[Text excerpt]

________________

Applications of electroplating

Gold electroplating is common in jewelry because gold is not corrosive. Using this property, the contacts points of expansion boards (in computers) are electroplated with gold.

Also, many of the conducting paths on printed circuits (integrated circuits) are electroplated.

Electroplating is used to apply a layer of tin to aluminum wire. This is because exposed aluminum surface oxidizes very quickly making it a poor conductor of electricity. Today some electrical feeders are aluminum with a tin plating and it is growing because aluminum is more cost effective than copper.

The write heads on your hard drive are typically electroplated. This allows the generated magnetic fields to be fairly uniform.

Chrome Plating: Chrome is actually Chromium (atomic #24) and oddly enough, not the element which is electroplated in shiny cars and motorcycles. This is usually a thicker layer of nickel (electroplated) with a very thin layer of chromium to give the piece a bluer hue. However, chrome is used to coat steel parts inside the engine (camshaft, crankshaft, ball bearings, etc.) to reduce wear and enhance lubrication.

Zinc is often electroplated on nuts and bolts to prevent corrosion.

You usually call the container holding your soup a "tin can". However, it is a steel can electroplated with tin.

Electroplating is being used on plastics now. For example, in the automotive industry they are able to take plastic parts, electroplate them, and then they were able to have plastic trims that were nickel/chrome plated on the vehicles, which allowed them to have the look they wanted to achieve while still achieving good aerodynamic shape. Source: http://www.azom.com/details.asp?ArticleID=525

Electromagnetism

Consider the image taken from a bubble chamber (see image in the discussion board). Particle accelerators get subatomic particles moving at near light speed and then let them smash into each other in a bubble chamber. Why are some tracks straight, some slightly curved, and others spirals?

________________

[Supplied entries]
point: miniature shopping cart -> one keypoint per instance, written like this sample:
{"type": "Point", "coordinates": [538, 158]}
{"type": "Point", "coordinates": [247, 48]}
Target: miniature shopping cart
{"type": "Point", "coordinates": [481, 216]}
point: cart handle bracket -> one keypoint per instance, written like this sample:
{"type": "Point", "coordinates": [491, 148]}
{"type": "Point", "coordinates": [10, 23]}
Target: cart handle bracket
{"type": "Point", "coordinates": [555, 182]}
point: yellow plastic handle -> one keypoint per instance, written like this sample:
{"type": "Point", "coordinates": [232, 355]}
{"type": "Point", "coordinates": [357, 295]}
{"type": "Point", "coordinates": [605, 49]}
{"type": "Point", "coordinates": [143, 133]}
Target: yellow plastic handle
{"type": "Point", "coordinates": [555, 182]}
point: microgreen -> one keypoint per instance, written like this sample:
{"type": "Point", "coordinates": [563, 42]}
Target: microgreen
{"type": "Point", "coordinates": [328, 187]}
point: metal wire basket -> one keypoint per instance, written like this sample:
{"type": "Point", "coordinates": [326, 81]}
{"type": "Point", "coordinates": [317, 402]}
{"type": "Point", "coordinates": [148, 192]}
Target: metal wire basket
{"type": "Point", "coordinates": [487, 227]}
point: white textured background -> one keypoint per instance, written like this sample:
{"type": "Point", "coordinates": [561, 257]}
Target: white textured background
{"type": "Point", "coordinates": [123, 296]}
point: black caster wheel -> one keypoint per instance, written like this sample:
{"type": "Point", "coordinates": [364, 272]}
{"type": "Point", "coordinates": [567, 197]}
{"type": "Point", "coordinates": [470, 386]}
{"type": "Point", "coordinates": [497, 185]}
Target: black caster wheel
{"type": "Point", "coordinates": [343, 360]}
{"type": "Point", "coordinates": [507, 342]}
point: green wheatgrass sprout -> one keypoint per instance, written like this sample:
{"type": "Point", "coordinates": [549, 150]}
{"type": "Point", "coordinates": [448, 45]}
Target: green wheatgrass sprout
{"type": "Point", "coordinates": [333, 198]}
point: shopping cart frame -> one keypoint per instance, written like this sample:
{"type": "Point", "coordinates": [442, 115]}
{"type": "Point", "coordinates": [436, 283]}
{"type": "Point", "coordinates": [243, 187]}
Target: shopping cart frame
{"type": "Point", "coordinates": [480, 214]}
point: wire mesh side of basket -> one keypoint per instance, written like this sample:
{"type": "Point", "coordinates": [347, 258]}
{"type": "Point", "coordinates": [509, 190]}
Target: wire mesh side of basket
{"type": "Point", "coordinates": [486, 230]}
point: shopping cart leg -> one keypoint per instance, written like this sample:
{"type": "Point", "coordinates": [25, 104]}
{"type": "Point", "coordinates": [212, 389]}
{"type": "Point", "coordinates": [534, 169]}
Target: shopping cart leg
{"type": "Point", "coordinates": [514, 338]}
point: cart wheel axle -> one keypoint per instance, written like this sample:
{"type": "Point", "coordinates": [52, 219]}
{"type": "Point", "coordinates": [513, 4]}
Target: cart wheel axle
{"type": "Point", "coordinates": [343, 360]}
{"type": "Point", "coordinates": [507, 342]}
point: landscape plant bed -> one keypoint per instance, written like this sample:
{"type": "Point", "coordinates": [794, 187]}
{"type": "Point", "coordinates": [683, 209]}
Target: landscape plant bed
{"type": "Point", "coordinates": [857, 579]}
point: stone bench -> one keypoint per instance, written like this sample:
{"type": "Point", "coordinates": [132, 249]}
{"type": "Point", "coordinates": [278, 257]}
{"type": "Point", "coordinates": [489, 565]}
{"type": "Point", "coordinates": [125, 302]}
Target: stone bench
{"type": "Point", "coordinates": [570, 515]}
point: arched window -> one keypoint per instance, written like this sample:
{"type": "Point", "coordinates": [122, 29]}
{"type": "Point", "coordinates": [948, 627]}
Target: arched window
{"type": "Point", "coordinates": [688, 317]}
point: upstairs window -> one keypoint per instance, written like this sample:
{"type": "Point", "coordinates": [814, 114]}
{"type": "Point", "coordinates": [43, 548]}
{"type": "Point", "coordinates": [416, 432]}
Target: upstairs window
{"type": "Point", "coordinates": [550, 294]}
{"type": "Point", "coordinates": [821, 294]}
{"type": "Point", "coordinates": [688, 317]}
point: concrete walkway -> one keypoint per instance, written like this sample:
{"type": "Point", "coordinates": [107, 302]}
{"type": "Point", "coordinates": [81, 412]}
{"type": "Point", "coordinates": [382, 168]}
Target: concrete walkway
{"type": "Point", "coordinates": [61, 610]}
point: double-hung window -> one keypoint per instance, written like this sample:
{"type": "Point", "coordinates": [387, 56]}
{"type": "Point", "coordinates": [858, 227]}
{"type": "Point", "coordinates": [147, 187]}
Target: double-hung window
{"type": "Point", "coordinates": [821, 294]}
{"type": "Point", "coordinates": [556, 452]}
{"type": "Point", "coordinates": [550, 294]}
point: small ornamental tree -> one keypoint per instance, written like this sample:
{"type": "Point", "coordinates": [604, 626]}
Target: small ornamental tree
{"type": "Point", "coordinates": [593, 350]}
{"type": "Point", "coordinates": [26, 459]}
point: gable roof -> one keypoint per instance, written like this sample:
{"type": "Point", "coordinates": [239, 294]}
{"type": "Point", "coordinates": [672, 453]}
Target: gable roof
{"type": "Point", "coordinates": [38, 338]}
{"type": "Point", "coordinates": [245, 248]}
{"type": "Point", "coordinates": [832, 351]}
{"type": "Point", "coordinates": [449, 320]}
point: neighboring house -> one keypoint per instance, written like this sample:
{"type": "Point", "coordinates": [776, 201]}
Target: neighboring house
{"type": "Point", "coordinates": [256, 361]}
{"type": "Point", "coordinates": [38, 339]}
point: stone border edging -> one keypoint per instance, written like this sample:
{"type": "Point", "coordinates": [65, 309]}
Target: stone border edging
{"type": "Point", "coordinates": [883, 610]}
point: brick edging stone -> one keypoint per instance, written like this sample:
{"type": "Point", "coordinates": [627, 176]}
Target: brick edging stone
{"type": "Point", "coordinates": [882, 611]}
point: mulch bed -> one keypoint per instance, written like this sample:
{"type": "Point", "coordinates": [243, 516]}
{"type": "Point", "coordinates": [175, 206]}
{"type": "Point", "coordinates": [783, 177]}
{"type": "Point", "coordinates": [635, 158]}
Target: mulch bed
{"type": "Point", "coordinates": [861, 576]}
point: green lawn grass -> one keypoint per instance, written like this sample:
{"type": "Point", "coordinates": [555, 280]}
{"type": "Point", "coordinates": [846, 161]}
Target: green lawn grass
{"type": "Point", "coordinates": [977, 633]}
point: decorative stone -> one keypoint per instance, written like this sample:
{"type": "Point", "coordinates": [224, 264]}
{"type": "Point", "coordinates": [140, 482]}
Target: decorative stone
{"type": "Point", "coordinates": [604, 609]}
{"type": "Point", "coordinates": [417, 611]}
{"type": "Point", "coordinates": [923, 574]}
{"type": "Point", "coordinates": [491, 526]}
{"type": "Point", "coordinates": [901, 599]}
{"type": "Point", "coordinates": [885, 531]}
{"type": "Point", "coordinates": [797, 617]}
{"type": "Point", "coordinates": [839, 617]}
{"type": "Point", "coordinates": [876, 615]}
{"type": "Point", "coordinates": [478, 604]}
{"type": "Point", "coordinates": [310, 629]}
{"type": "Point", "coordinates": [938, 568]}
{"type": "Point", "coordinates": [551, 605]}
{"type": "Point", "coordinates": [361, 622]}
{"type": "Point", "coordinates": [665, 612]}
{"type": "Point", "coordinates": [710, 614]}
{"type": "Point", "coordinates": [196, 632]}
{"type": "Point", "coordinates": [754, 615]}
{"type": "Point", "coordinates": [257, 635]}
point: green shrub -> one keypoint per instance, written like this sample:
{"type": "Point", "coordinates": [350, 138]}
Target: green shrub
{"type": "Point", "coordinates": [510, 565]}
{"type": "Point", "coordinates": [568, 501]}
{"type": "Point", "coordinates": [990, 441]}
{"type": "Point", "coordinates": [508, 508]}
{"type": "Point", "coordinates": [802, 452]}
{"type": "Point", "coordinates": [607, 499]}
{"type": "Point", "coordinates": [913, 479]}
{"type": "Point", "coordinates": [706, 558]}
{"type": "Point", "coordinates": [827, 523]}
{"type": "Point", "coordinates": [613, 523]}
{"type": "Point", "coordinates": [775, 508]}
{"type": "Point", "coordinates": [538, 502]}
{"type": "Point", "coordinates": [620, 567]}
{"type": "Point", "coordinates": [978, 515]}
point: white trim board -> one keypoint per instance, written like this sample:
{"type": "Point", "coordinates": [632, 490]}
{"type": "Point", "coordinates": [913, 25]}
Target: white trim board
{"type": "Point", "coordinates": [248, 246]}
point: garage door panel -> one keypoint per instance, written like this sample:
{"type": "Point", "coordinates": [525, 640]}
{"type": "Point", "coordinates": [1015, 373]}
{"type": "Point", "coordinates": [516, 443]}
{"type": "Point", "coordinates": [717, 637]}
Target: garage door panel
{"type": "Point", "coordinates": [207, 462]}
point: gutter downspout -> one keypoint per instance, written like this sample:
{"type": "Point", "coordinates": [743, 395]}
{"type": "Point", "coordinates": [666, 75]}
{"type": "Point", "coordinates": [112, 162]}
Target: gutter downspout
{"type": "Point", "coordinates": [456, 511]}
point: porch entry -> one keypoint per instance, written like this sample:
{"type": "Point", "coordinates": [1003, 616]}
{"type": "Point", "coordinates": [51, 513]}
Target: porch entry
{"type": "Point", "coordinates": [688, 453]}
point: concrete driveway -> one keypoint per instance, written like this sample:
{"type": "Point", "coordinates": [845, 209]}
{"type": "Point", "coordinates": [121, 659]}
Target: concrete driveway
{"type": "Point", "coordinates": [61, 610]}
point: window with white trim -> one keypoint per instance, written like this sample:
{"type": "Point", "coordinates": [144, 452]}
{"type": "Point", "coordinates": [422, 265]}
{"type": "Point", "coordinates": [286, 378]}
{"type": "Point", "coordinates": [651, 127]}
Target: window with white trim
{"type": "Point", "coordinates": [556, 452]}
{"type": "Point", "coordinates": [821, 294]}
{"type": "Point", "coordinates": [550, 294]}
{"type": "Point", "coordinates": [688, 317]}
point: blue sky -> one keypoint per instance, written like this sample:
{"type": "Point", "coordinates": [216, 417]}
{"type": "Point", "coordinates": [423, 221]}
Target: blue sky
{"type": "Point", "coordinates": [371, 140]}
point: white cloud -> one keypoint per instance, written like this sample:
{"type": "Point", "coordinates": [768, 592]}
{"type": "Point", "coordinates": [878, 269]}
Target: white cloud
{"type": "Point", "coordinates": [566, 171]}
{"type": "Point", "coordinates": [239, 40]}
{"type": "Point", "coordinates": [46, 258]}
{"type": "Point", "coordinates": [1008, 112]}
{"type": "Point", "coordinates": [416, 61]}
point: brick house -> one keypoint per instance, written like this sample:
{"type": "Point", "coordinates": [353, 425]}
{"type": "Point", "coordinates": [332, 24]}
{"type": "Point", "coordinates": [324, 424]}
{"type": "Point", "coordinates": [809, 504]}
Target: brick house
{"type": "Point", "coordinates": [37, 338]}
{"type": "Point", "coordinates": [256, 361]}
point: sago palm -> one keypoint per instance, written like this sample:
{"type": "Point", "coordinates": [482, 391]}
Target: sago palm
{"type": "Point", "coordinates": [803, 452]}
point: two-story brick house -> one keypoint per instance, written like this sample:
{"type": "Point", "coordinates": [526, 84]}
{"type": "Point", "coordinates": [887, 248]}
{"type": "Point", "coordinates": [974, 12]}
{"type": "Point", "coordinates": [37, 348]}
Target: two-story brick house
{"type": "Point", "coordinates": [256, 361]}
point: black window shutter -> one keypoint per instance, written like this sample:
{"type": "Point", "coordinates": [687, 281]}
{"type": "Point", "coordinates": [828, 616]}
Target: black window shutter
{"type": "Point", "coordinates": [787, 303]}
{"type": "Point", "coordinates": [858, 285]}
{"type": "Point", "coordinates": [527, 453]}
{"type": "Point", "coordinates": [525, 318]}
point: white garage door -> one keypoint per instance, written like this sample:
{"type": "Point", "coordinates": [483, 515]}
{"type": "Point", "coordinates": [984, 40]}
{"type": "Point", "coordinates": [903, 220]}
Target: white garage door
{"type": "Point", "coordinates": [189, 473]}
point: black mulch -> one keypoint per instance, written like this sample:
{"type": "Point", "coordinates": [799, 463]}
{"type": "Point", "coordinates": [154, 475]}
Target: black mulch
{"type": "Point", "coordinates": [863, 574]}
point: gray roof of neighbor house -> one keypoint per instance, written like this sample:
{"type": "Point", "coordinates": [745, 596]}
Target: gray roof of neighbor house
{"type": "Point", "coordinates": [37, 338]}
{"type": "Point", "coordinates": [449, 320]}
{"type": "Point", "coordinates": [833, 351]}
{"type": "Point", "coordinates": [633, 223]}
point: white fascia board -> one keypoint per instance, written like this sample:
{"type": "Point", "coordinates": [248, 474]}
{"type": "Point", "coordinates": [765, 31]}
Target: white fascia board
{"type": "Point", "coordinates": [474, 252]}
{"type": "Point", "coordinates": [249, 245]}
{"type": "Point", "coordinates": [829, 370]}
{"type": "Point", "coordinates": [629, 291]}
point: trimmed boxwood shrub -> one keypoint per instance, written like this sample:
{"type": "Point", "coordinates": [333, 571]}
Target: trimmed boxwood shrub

________________

[To be done]
[1] Render the sentence "Zinc is often electroplated on nuts and bolts to prevent corrosion." from the text on electroplating into Spanish.
[2] Write the next passage of the text on electroplating and electromagnetism, picking up after its final sentence.
The entries are not required for any of the work here.

[Replies]
[1] El zinc se deposita a menudo por electrodeposición sobre tuercas y pernos para evitar la corrosión.

[2]
There is an external magnetic field within the bubble chamber. Charged particles moving in this field are deflected by this field. The key is realizing that the magnetic deflection force is at right angles (90 degrees) to the direction of the moving particle. It is as if you were given a sideways push every time you took a step forward. The reason for this is simple. A moving charged particle generates a magnetic field of its own. This field interacts with the external field and the particle is given a magnetic push (to the side). If the particle has no electric charge, it moves in a straight line. Positively charged particles are deflected in one direction (say clockwise) and negatively charged particles are forced in the other direction (counter-clockwise). The magnitude of deflection force depends on the magnitude of the charge (+1, +2, etc), the speed of the particle and the strength of the external magnetic field. These variable are usually known quantities. The behavior of the particle (how tight the spiral is) under any given force depends on the mass of the particle. If we assume all particles within the chamber have unit charges (+1 or -1), the deflection forces are all equal so the more massive particles only deflect slightly and the lower mass particles spiral in tight circles.
Why do charged particles which move through space surrounded by an extended, uniform magnetic field spiral in corkscrew motion?

See the last answer. Basically the key is knowing that the deflection force acts at right angles to the direction of motion.
Another type of motor, called an electrostatic motor, runs off static charges. Briefly explain how this works. Does this motor have any practical applications?

A motor converts electrical energy into mechanical energy, but you may be surprised that the first attempt to do this was in 1742 when Andrew Gordon devised a motor that runs off electrostatics. American genius, Benjamin Franklin took this idea to construct a device known as Franklin's Bells. The idea was to provide a warning when an electric storm was approaching. The animation below is a crude attempt to show how it works.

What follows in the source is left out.